- **Job**:
Can you retype all of the records below word for word, leaving the pictures out?

- **Excerpted data**:
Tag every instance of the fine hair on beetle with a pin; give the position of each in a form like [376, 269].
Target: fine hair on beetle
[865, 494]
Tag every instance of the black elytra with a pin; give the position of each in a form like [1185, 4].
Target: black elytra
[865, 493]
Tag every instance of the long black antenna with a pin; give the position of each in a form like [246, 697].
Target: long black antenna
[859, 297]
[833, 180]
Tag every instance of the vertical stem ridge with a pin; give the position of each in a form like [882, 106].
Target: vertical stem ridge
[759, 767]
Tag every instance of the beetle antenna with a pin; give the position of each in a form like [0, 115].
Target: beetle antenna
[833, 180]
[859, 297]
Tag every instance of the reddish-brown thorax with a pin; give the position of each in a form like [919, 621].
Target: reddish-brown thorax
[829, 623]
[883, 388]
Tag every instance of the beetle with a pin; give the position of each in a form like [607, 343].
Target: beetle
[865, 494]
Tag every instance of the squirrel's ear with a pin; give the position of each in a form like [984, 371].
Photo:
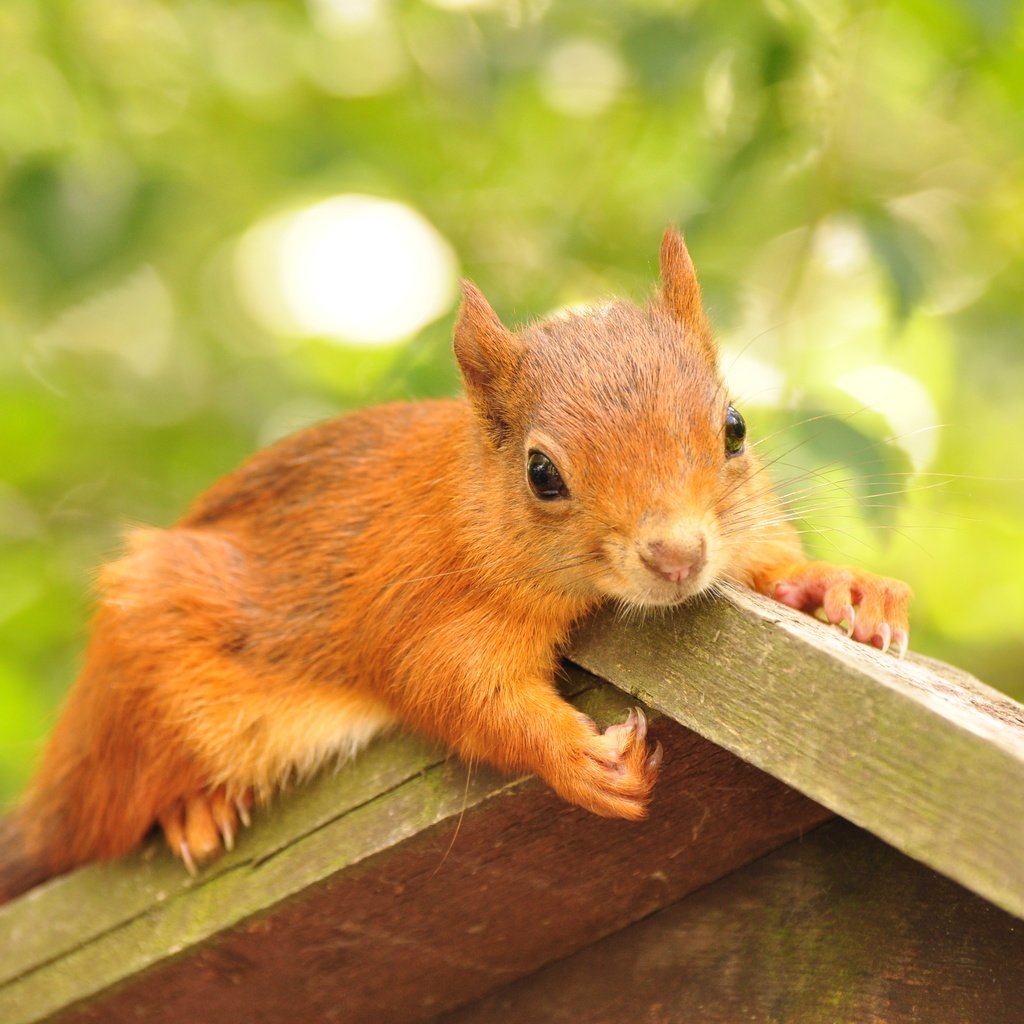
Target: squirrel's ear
[489, 357]
[681, 293]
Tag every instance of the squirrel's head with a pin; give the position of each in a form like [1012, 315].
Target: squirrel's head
[613, 436]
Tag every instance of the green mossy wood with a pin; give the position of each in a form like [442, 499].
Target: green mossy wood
[400, 888]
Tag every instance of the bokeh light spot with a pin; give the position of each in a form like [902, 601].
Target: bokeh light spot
[352, 268]
[583, 77]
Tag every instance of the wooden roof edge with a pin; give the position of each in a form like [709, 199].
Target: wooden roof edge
[920, 753]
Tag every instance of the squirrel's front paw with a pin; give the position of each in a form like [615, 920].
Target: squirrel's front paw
[875, 607]
[204, 824]
[611, 773]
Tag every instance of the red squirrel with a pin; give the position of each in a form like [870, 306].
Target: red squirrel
[423, 563]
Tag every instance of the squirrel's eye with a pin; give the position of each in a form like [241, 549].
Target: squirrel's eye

- **Expected output**:
Tag every instance of the fine hair on beetle with a pin; give the position of each in a form like [376, 269].
Target: fine hair on beetle
[865, 494]
Tag every instance of the black elytra with a pin; give the position of each in a form like [1185, 4].
Target: black elytra
[865, 493]
Tag every instance of the long black antenna with a pin; give the position of each in a form like [246, 697].
Target: long black antenna
[859, 297]
[833, 180]
Tag every instance of the vertical stem ridge with a pin; give the position of each in a form like [882, 106].
Target: vertical stem ridge
[759, 767]
Tag every instance of the beetle antenna with a pin; give the position of each in a form like [0, 115].
Target: beetle antenna
[833, 180]
[859, 297]
Tag every instance of the reddish-brown thorax with a pin; give the position of each in a form like [919, 621].
Target: reddish-brown thorax
[829, 623]
[883, 388]
Tag every instance of the beetle with a pin; give the position of each in a form like [607, 343].
Target: beetle
[865, 494]
Tag every instance of the squirrel's ear with a pin; give the position of each in a form like [984, 371].
Photo:
Target: squirrel's ear
[489, 357]
[681, 293]
Tag every instance of the squirrel's head with a pin; give the position of each in a form like [1012, 315].
Target: squirrel's head
[613, 436]
Tag every instance of the green mossy wood with a pin; give the position of each in a form like [442, 499].
Target: green mossy wood
[400, 888]
Tag every instance of the bokeh light spot with a pin; give the position of each in a form like [902, 601].
Target: bokeh light spot
[352, 268]
[583, 77]
Tag every instance of the wooden roof edge with a pin; give the position of each in a form like [709, 199].
Target: wooden roof edge
[920, 753]
Tag every instance of the squirrel's front paw with a pin; give the position of each in a form like [615, 920].
Target: squirrel's front paw
[875, 607]
[204, 824]
[611, 773]
Tag every instance of the red squirrel with a pin; give the position of each in a form like [870, 306].
Target: red squirrel
[423, 563]
Tag every instance of the squirrel's eye with a pin; give the position of each in a form like [241, 549].
Target: squirrel's eye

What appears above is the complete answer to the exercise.